**Source:**
▬▬▬
R commands for Intermediary Statistics

Control-R
   Take a command from the script and run it (for windows)

Command-Enter
   Take a command from the script and run it (for MAC)

?plot
   Read the help file on plot

??plot
   Search for all commands that have plot in the description

#Remember to fix this
   A comment that won't be run if you do control-r

x <- 2
   Assign the value of 2 to the box named x

x <- c(2,4,3,5,7)
   Assign the vector of numbers 2 4 3 5 and 7 to the box named x

x <- "hello"
   Assign the characters hello to the box named x ls()
   See all the variables (boxes) that you've created

rm(x)
   Remove the box named x from your list of variables

Control-L
   If you press control and l you'll clear the console (commands you've run)

Data manipulation

x<-read.table("http://www.uwyo.edu/crawford/Datasets/printers.txt",header=TRUE)
   Read in the data set from the url, and save in a box called x with the header names

x<-read.table("http://www.uwyo.edu/crawford/Datasets/algea.txt",header=TRUE,sep="\t")
   Read in the data when it's tab delimited (verses comma delimited)

x<-read.csv("http://www.uwyo.edu/crawford/Datasets/brain.txt",header=TRUE,skip=3)
   Read in the data but skip the first 3 lines (of text)
▬▬▬
**Extracted material:**
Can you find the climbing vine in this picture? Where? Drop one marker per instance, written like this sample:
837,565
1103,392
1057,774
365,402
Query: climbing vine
▬▬▬
**Directives:**
[1] Extract the passage from the R commands reference starting at "Assign the vector" up to and including "(commands you've run)", copying it word for word.
[2] Continue the R commands reference from the point where it stops.

**Results by task:**
[1]
Assign the vector of numbers 2 4 3 5 and 7 to the box named x

x <- "hello"
   Assign the characters hello to the box named x ls()
   See all the variables (boxes) that you've created

rm(x)
   Remove the box named x from your list of variables

Control-L
   If you press control and l you'll clear the console (commands you've run)

[2]
x[2,]
   In the data set x, only use row 2

x[,3]
   In the data set x, only use column 3

x[2,3]
   In the data set x grab the value in row 2 column 3

x[,c(2,3,4,5)]
   In the data set x only use columns 2, 3, 4, and 5

head(x)
   See just first six rows of the dataset x

nrow(x)
   The number of rows in dataset x

round(x,5)
   round the number x to 5 decimal places

as.numeric(as.character(dataset$nums))
   turn factors (through characters) into numbers

x[x$color=="red",]
   In data set x, find only the rows where the color is red

x[x$height>0,]
   In data set x, find only the rows where the height is above 0

na.omit(x)
   The dataset x except remove any rows that have an "NA" value

x<-rnorm(100,3,2)
   Create 100 random numbers that are normal with a mean of 3 and sd 2. Store it in x

Descriptive Statistics

min(x)
   Find the minimum value in x

max(x)
   Find the maximum value in x

sum(x)
   the sum of x

mean(x)
   the mean of x

sd(x)
   the standard deviation of x

Prerequisite Skills

pnorm(1.96)
   Find the area to the left of a z-score of 1.96

qnorm(0.025)
   Get the left tailed z-score for an area of 0.025

rnorm(10)
   Get 10 random draws from the normal distribution

dnorm(1.96)
   The y value of the bellcurve at 1.96 (for plotting) dpois(5,2)
   The probability for the Poisson distribution where theta=2

pt(1.96,2)
pchisq(1.96,2)
pf(1.96,2,5)
   Areas for other distributions with their degrees of freedom

t.test(x)
   A one sample test of mu=0, also confidence interval for the mean

t.test(x,y)
   Two sample test of mu1=mu2, also confidence interval for the difference

t.test(x,y,paired=TRUE)
   Two sample matched pairs t-test (with confidence interval)

Plots

boxplot(x)
   Make a boxplot of x

hist(x)
   Draw a histogram of x

plot(x)
   Plot the values of x in order (not actually that useful in this class)

plot(y~x)
   Draw a scatterplot of y based on x

plot(y~x,xlim=c(0,100))
   Plot y on x, but make the x axis go from 0 to 100

plot(y~x,ylim=c(0,100))
   Plot y on x, but make the y axis go from 0 to 100

plot(y~x,col="red")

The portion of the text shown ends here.